### Task
In the thread below about The Courier Guy's new website, under which section does Coldcat say Track and Trace is listed?

### Document
# The Courier Guy New Website Disaster



## boxerulez

Who else hates the new website, having to schroll around to get to the tracking instead of just having it right on top of the page like Dawn Wing....




This page was clearly designed to run on an IT GOD's machine that has a screen resolution of one hundred and seventy two three thousand by three thousand and seven thousand pixels.

Reactions: Like 1 | Funny 6


----------



## Rob Fisher

And just where is the driver?

Reactions: Funny 3


----------



## Coldcat

TBH the website before was pretty crap too...

Reactions: Agree 1


----------



## Coldcat

Track and Trace is listed under Customer services. Actually a hell of a lot better than previous website.

Reactions: Agree 1


----------



## Stosta

I have to be honest apart from my very first mail, I've never even tried to track any local orders. Our local vendors have always been fast enough to get stuff to me before I had the inclination to go and track them.

That first mail though....

I think I sat in front of my PC hitting F5 from the moment I bought it to the time it was in my hands. If only someone had warned me that my first time would be so special and that I would never be able to get it back...

Reactions: Funny 2


----------



## umzungu




----------



## craigb

Rob Fisher said:


> And just where is the driver?


He's delivering a batch of P67's to @Christos

Reactions: Funny 3


----------



## boxerulez

umzungu said:


> View attachment 85929


What is your screen size, resolution ans aspect ratio?


----------



## boxerulez

How difficult is this to do for a web developer?

Reactions: Like 1


----------



## boxerulez

Dude


As I have said I happy with the website and if you are not THEN USE SOMEBODY ELSE !


Regards,

*Stephen Gleisner*
Managing Director

Cell: 082 823 3254
Tel: +27 (010) 222 2301
Email: stephen@thecourierguy.co.za
Web: www.thecourierguy.co.za


----------



## Coldcat

boxerulez said:


> Dude
> 
> 
> As I have said I happy with the website and if you are not THEN USE SOMEBODY ELSE !
> 
> 
> Regards,
> 
> *Stephen Gleisner*
> Managing Director
> 
> Cell: 082 823 3254
> Tel: +27 (010) 222 2301
> Email: stephen@thecourierguy.co.za
> Web: www.thecourierguy.co.za


wow that the snotty response you got? LOL

Reactions: Agree 1


----------



## Stosta

boxerulez said:


> Dude
> 
> 
> As I have said I happy with the website and if you are not THEN USE SOMEBODY ELSE !
> 
> 
> Regards,
> 
> *Stephen Gleisner*
> Managing Director
> 
> Cell: 082 823 3254
> Tel: +27 (010) 222 2301
> Email: stephen@thecourierguy.co.za
> Web: www.thecourierguy.co.za


Wait what? Did the MD send you this?


----------



## boxerulez

Yip

Sent from my SM-G610F using Tapatalk


----------



## boxerulez

Think he caught feelings
..

Sent from my SM-G610F using Tapatalk


----------



## DizZa

boxerulez said:


> Dude
> 
> 
> As I have said I happy with the website and if you are not THEN USE SOMEBODY ELSE !
> 
> 
> Regards,
> 
> *Stephen Gleisner*
> Managing Director
> 
> Cell: 082 823 3254
> Tel: +27 (010) 222 2301
> Email: stephen@thecourierguy.co.za
> Web: www.thecourierguy.co.za




What the actual dry hit?

### Region annotation items
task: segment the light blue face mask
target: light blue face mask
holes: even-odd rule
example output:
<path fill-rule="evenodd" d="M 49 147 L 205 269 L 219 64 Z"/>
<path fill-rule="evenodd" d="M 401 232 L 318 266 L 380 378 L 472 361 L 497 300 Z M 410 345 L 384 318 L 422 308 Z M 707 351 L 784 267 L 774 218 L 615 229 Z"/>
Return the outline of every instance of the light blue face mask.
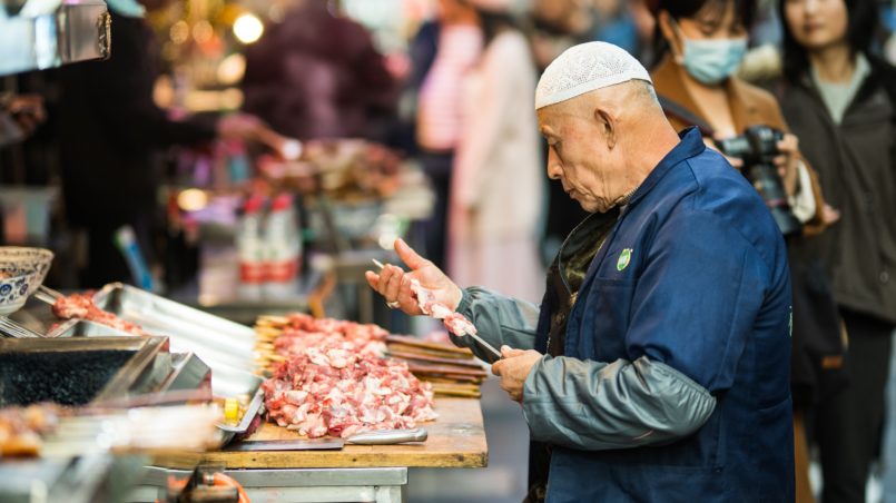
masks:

### Correct result
Customer services.